Instructions for the task
Pull out every line of the data that contains the string "each", and copy those lines. Case counts.
Start of Records provided
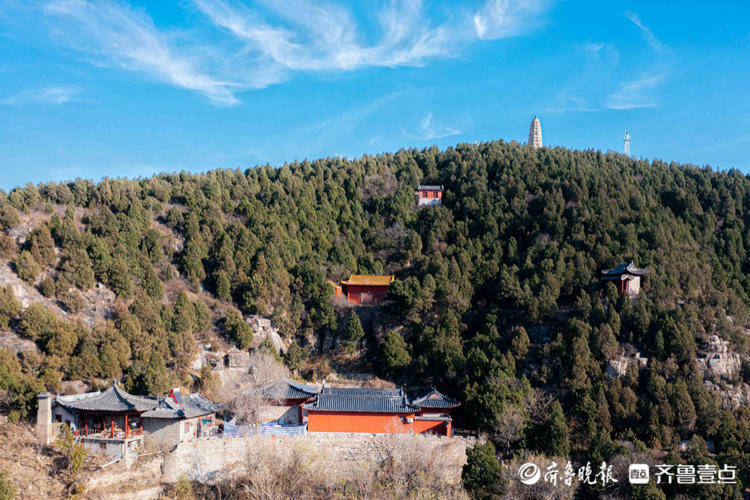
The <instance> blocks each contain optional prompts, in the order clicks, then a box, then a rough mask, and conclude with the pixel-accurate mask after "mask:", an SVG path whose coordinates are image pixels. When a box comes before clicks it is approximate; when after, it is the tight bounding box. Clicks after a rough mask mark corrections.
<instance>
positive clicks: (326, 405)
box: [303, 393, 417, 413]
mask: <svg viewBox="0 0 750 500" xmlns="http://www.w3.org/2000/svg"><path fill="white" fill-rule="evenodd" d="M303 408H306V409H308V410H318V411H343V412H355V413H414V412H415V411H416V410H417V408H416V407H415V406H412V405H410V404H409V403H408V401H407V400H406V396H404V395H402V396H383V395H380V396H374V395H353V394H325V393H321V394H319V395H318V397H317V399H316V400H315V401H313V402H312V403H308V404H306V405H304V406H303Z"/></svg>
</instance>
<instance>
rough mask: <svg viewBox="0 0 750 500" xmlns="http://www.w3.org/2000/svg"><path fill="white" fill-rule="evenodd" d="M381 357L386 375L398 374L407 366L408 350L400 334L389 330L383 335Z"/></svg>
mask: <svg viewBox="0 0 750 500" xmlns="http://www.w3.org/2000/svg"><path fill="white" fill-rule="evenodd" d="M382 357H383V366H384V367H385V370H386V374H388V375H391V376H395V375H398V374H400V373H401V372H402V371H403V370H404V368H406V367H407V366H408V365H409V362H410V361H411V356H410V355H409V348H408V346H407V344H406V342H405V341H404V338H403V337H402V336H401V334H400V333H398V332H396V331H393V330H391V331H390V332H388V333H387V334H386V335H385V342H383V347H382Z"/></svg>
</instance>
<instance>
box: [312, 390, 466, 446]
mask: <svg viewBox="0 0 750 500" xmlns="http://www.w3.org/2000/svg"><path fill="white" fill-rule="evenodd" d="M434 392H436V393H437V391H434ZM437 394H439V393H437ZM440 397H441V398H443V402H442V403H437V404H436V406H435V407H434V408H433V409H432V411H429V410H428V411H427V412H425V411H423V407H421V406H419V403H417V402H418V401H422V403H421V404H424V401H428V400H430V399H435V398H431V397H430V394H427V395H425V396H423V397H422V398H418V399H417V400H415V401H413V402H410V401H409V398H408V397H407V395H406V393H404V391H403V389H366V388H350V387H347V388H334V387H323V389H321V392H320V394H318V397H317V398H316V399H315V401H313V402H311V403H307V404H305V405H304V406H303V409H304V411H305V412H306V414H307V430H308V432H345V433H349V432H357V433H359V432H364V433H375V434H401V433H414V434H422V433H430V434H440V435H444V436H448V437H450V436H451V435H452V428H451V423H452V420H451V418H450V416H448V415H447V411H449V410H450V409H453V408H456V407H457V406H459V404H458V402H456V401H453V400H450V399H448V398H445V397H444V396H442V395H440ZM427 404H429V403H427Z"/></svg>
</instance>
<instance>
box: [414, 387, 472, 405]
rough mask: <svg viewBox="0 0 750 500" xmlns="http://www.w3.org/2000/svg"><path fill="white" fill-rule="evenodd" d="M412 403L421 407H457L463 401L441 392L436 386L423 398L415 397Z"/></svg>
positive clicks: (423, 396) (460, 404)
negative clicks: (456, 398)
mask: <svg viewBox="0 0 750 500" xmlns="http://www.w3.org/2000/svg"><path fill="white" fill-rule="evenodd" d="M411 404H413V405H414V406H419V407H420V408H456V407H458V406H461V403H459V402H458V401H456V400H455V399H451V398H449V397H448V396H444V395H443V394H440V392H438V391H437V389H435V388H433V389H432V390H431V391H430V392H428V393H427V394H425V395H424V396H422V397H421V398H417V399H415V400H414V401H412V402H411Z"/></svg>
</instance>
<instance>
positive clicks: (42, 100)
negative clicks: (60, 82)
mask: <svg viewBox="0 0 750 500" xmlns="http://www.w3.org/2000/svg"><path fill="white" fill-rule="evenodd" d="M83 100H84V99H83V96H82V93H81V89H79V88H78V87H40V88H34V89H28V90H23V91H21V92H18V93H17V94H14V95H12V96H8V97H5V98H3V99H0V104H4V105H6V106H15V105H20V104H32V103H43V104H65V103H68V102H80V101H83Z"/></svg>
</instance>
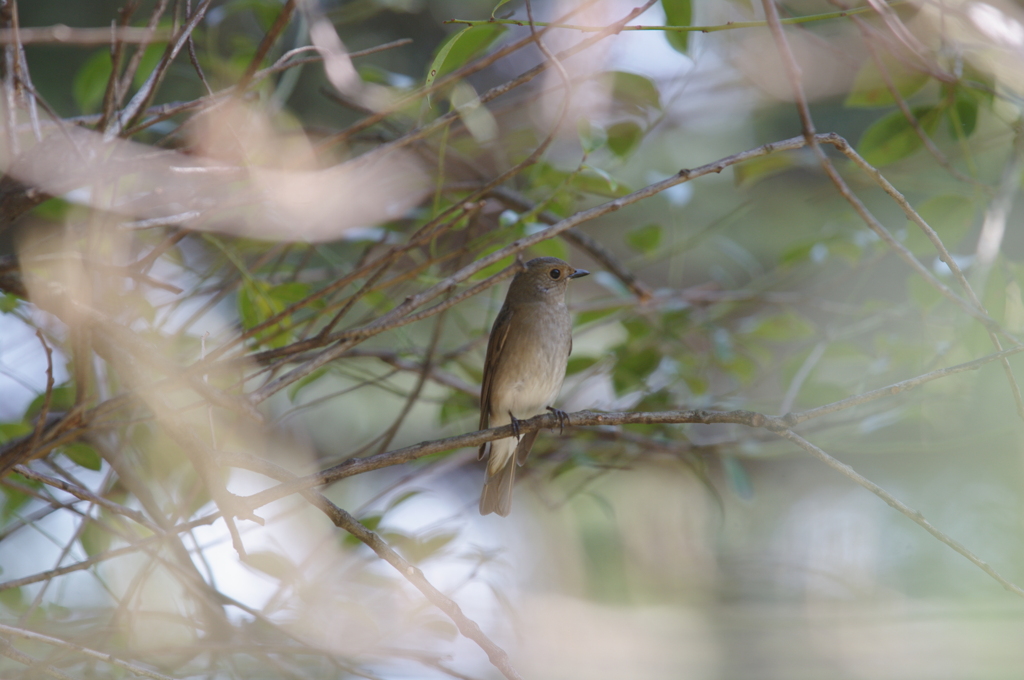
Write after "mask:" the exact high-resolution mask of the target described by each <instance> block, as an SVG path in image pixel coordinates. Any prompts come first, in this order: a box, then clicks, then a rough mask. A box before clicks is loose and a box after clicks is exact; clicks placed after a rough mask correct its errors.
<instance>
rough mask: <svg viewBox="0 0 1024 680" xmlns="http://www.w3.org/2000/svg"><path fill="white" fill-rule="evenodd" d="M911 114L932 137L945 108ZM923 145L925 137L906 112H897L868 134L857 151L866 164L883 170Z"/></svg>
mask: <svg viewBox="0 0 1024 680" xmlns="http://www.w3.org/2000/svg"><path fill="white" fill-rule="evenodd" d="M911 113H912V114H913V116H914V118H916V119H918V122H919V124H920V125H921V128H922V129H923V130H924V131H925V133H926V134H932V133H933V132H935V128H936V126H937V125H938V123H939V119H940V118H941V116H942V109H941V108H939V107H914V108H913V110H912V112H911ZM923 145H924V142H923V141H922V140H921V137H919V136H918V133H916V132H915V131H914V129H913V127H911V125H910V123H909V122H908V121H907V120H906V118H904V117H903V112H901V111H894V112H892V113H891V114H888V115H886V116H883V117H882V118H881V119H880V120H878V121H876V122H874V124H873V125H871V126H870V127H869V128H867V129H866V130H865V131H864V134H863V135H861V137H860V143H859V144H858V145H857V151H858V152H859V153H860V155H861V156H862V157H864V160H865V161H867V162H868V163H870V164H871V165H873V166H876V167H881V166H885V165H889V164H890V163H895V162H896V161H899V160H901V159H904V158H906V157H907V156H909V155H911V154H913V153H914V152H915V151H918V150H919V148H921V147H922V146H923Z"/></svg>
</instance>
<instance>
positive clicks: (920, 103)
mask: <svg viewBox="0 0 1024 680" xmlns="http://www.w3.org/2000/svg"><path fill="white" fill-rule="evenodd" d="M933 80H934V79H932V78H931V77H930V76H929V75H928V74H927V73H925V72H923V71H922V70H920V69H915V68H912V67H910V66H907V65H906V63H905V62H904V61H901V60H898V59H896V58H894V57H892V56H889V55H888V54H885V55H882V56H880V57H879V59H878V61H876V60H874V59H873V58H871V57H868V58H867V59H866V60H865V61H864V63H863V65H862V66H861V67H860V70H859V71H858V72H857V75H856V78H855V79H854V83H853V86H852V88H851V90H850V93H849V95H847V98H846V105H847V107H850V108H857V109H885V108H892V107H894V105H895V104H896V103H897V97H899V99H900V100H902V101H903V102H908V100H911V99H913V98H914V95H916V94H918V93H919V92H921V91H922V90H924V89H925V87H926V86H927V85H928V84H929V83H930V82H933ZM993 93H994V83H993V81H992V80H991V78H990V77H987V76H985V75H983V74H981V73H979V72H977V71H975V70H972V69H967V70H966V73H965V74H964V77H963V78H962V79H961V80H959V81H957V82H955V83H941V84H940V86H939V87H938V93H937V96H936V95H935V94H930V95H923V96H922V97H919V98H923V99H925V101H924V102H921V103H918V102H916V99H914V103H912V104H909V111H910V114H911V117H910V118H908V117H907V116H906V115H905V114H904V112H903V111H902V109H896V110H895V111H892V112H890V113H888V114H886V115H885V116H883V117H882V118H880V119H879V120H877V121H876V122H874V123H872V124H871V126H870V127H869V128H867V129H866V130H865V131H864V133H863V134H862V135H861V137H860V142H859V143H858V145H857V150H858V152H859V153H860V155H861V156H862V157H863V158H864V160H865V161H867V162H868V163H870V164H871V165H874V166H877V167H882V166H886V165H890V164H892V163H895V162H897V161H899V160H902V159H904V158H906V157H908V156H910V155H911V154H913V153H915V152H916V151H919V150H920V148H922V146H924V144H925V142H924V139H922V133H923V134H926V135H929V136H932V135H934V134H936V132H937V131H938V129H939V125H940V124H941V123H942V121H945V122H946V125H947V129H948V134H949V137H950V138H952V139H955V140H966V139H967V138H968V137H970V136H971V135H972V134H974V132H975V129H976V128H977V123H978V111H979V108H980V107H982V105H987V107H991V104H992V101H993ZM929 99H930V100H929ZM911 118H912V120H911Z"/></svg>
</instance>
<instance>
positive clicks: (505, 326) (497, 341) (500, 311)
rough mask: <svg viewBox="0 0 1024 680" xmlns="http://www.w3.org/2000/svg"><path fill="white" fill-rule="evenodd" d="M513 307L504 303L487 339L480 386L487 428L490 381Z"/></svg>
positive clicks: (511, 315) (496, 366)
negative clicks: (481, 383) (486, 348)
mask: <svg viewBox="0 0 1024 680" xmlns="http://www.w3.org/2000/svg"><path fill="white" fill-rule="evenodd" d="M511 321H512V308H511V307H510V306H509V305H507V304H506V305H503V306H502V309H501V311H499V312H498V318H496V320H495V325H494V326H493V327H492V328H490V338H489V339H488V340H487V354H486V357H485V358H484V359H483V384H482V385H481V386H480V427H479V429H481V430H482V429H486V428H487V426H488V424H489V421H490V383H492V382H493V381H494V379H495V373H496V372H497V369H498V362H499V357H501V355H502V348H503V347H504V346H505V340H506V339H507V338H508V337H509V329H511V328H512V324H511ZM485 447H486V444H485V443H483V444H480V454H479V457H480V458H483V450H484V448H485Z"/></svg>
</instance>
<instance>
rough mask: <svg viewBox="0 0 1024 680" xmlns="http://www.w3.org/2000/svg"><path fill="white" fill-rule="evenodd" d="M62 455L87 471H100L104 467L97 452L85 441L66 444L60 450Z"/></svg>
mask: <svg viewBox="0 0 1024 680" xmlns="http://www.w3.org/2000/svg"><path fill="white" fill-rule="evenodd" d="M60 453H62V454H63V455H65V456H67V457H68V458H70V459H71V460H72V461H73V462H74V463H75V464H77V465H81V466H82V467H84V468H85V469H87V470H98V469H100V468H101V467H103V460H102V459H101V458H100V457H99V454H98V453H96V450H95V449H93V448H92V447H90V445H89V444H87V443H85V442H83V441H73V442H71V443H69V444H65V445H63V447H61V448H60Z"/></svg>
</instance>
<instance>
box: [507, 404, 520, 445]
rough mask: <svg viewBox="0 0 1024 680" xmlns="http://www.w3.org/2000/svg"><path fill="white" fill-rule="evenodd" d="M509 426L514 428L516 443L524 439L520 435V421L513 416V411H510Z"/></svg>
End of Records provided
Exercise result
The <instance> blocks each contain optional prompts, in the order clicks, then a box, then a rough mask, and conclude with the pixel-accurate mask after "mask:", an SVG path whose coordinates are image pixels. When a box comes before clicks it is approximate; when after, it is the tight bounding box. Clicks after a rough mask mark corrections.
Write after "mask:" the exact high-resolution mask of the target described by each <instance> block, as an SVG path in image pixel coordinates. Any prompts come first, in this order: a box, then clicks, then a rough mask. A box before clicks is loose and a box after clicks is exact; clicks placed after a rough mask correct its errors.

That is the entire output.